→ **TEXTO DE LECTURA**:

Las estrellas no caen, tan sólo vagan en busca de su destino.
La expresión yiddish blondzen no significa exactamente errar, sino algo así como "vagar en busca del camino perdido". En español, como en inglés, no existe un verbo completamente equivalente, así que para el título de Blondzende shtern tendremos que dar por buenos tanto wandering como errantes. El matiz de la frase que al principio de la historia Leibel le dice a su amada es, no obstante, muy significativo.
Valga esta pedante puntualización también para la editorial que decidiere, en el inminente centenario de la muerte de Sholem Aleichem, recuperar su novela cumbre. Así lo hizo Penguin en 2009, con motivo del 150 aniversario, y no le ha ido tan mal. En español, si no me equivoco, este libro sólo se ha publicado en Argentina, y de eso hace ya casi medio siglo. Por algún motivo que se me escapa, nuestros editores habidos y habientes han decidido que Aleichem, uno de los padres fundadores de la literatura yiddish moderna y, en cualquier caso, el hombre que terminó de dignificarla y la universalizó, no merece la atención del lector español.
Estrellas errantes comienza con dos escándalos familiares. Reizel y Leibel, las jóvenes y errabundas estrellas, han desaparecido de sus casas sin dejar rastro. La una se ha llevado su candor y su primorosa voz; y el otro, el dinero que el contable de su adinerado padre guardaba en el dormitorio. Al correr la noticia, el pequeño shtetl de Holeneshti, en la rumana región de Besarabia, se queda conmocionada. No parece tratarse, además, de una simple locura pasajera de dos adolescentes, y algunos sospechan incluso que puede tratarse de un secuestro, pues esta desaparición coincide con la partida de la compañía de teatro que a lo largo de las últimas noches ha encandilado a propios y extraños en el misérrimo poblado, y que se había interesado por incorporar a Reizel a su compañía. Comienza así una historia que nos lleva de la Besarabia de principios del siglo XX al Nueva York de antes de la Primera Guerra Mundial, pasando por Lvov, Viena o Londres (ruta casi idéntica a la que siguió el propio Aleichem cuando emigró a América huyendo de los pogromos), y que nos cuenta un pedazo de la historia de la diáspora judía tan interesante como increíble.
Cabe imaginar que si, además de su gran talento literario, Aleichem hubiera tenido la capacidad de vislumbrar, siquiera vagamente, lo que iba a deparar el futuro, nos hubiera narrado la vida de personas como los Warner Brothers, Irving Berlin, Louis B. Mayer, o la familia Gershwin. Todos ellos, hijos de humildes trabajadores manuales judíos, huyeron con sus familias de los pogromos que los amenazaban en Rusia, Polonia, Hungría o Rumanía y recalaron en los Estados Unidos, donde con el tiempo acabaron creando Broadway y Hollywood, y transformando el mundo del espectáculo como nadie había hecho hasta entonces. Pero en aquellos tiempos, el cine estaba todavía en su primera fase de desarrollo. El verdadero espectáculo de masas era el teatro, y dentro de la comunidad judía, el teatro yiddish gozaba de una popularidad e influencia que hoy nos cuesta imaginar, con multitudes agolpadas en las salas y unos actores principales convertidos en estrellas veneradas con locura.

→ **TAREAS Y EJERCICIOS**:
#1 Reproduce literalmente el tramo del texto sobre la novela Estrellas errantes que va desde "La expresión yiddish" hasta "obstante, muy significativo.".
#2 Prosigue el texto sobre la novela Estrellas errantes a partir de su última oración.

→ **INFORMACIÓN MOSTRADA**:
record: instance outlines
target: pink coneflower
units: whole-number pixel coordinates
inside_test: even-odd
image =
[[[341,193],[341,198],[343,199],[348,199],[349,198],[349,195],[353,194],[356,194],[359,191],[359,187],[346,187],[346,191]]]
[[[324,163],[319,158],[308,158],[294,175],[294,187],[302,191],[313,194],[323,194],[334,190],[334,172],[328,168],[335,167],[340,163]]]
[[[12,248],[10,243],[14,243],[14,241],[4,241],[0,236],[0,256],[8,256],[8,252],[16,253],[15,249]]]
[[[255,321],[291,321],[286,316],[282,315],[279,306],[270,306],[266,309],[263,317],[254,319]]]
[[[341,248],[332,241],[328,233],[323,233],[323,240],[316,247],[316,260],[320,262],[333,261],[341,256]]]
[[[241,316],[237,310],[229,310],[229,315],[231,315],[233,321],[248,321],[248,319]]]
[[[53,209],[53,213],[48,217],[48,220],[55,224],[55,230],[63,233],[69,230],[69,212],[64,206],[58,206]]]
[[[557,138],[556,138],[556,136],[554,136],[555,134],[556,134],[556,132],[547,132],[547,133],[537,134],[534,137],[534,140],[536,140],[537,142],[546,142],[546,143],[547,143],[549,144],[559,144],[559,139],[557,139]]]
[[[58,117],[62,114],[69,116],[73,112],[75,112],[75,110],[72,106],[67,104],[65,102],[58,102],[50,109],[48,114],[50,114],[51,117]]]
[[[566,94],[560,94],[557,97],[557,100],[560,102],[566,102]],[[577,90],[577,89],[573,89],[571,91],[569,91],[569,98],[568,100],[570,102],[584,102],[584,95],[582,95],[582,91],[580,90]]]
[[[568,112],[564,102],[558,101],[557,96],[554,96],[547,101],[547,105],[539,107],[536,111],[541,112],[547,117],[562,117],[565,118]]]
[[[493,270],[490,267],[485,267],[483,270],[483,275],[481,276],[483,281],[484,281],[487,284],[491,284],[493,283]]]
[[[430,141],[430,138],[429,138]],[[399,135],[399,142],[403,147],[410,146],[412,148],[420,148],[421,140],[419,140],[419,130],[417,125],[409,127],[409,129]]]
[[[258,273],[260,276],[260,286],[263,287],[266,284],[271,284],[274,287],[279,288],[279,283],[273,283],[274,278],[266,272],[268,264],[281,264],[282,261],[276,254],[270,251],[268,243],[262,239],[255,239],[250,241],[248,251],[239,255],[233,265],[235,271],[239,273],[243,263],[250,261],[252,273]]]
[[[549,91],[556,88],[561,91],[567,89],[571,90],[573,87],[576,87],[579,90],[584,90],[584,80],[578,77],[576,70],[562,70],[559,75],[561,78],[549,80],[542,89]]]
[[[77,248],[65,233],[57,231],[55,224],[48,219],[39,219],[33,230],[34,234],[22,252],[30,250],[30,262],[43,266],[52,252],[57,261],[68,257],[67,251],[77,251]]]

→ **RESPUESTAS POR TAREA**:
#1
La expresión yiddish blondzen no significa exactamente errar, sino algo así como "vagar en busca del camino perdido". En español, como en inglés, no existe un verbo completamente equivalente, así que para el título de Blondzende shtern tendremos que dar por buenos tanto wandering como errantes. El matiz de la frase que al principio de la historia Leibel le dice a su amada es, no obstante, muy significativo.

#2
En su origen, las obras yiddish incluían desde piezas satíricas para ser representadas durante la fiesta de Purim hasta canciones seculares, pasando por mascaradas o canto religioso. Esto siguió sin cambiar demasiado hasta que, en 1876, el poeta Abraham Goldfaden, al que habían encargado que ofreciera un recital de sus poemas en un jardín de la ciudad de Jassy, en Rumanía, extendió el programa inicial y lo convirtió en un vodevil. Pues bien, aquella actuación ha pasado a la historia como la primera representación de teatro yiddish profesional. Poco a poco, algunos autores, a remolque de la Haskalah (el movimiento ilustrado que, en los siglos XVIII y XIX abogó por la integración del pueblo judío en las sociedades en que vivían, así como por una modernización y secularización de sus costumbres) fueron explorando temas y estilos más sofisticados y profundos,y adaptando obras clásicas para el público judío. Aunque dicho movimiento abogaba también por la erradicación del yiddish en favor del hebreo, el impulso de su vertiente intelectual favoreció lo que se conoce como el Renacimiento Yiddish, en el que destacaba la figura de Aleichem.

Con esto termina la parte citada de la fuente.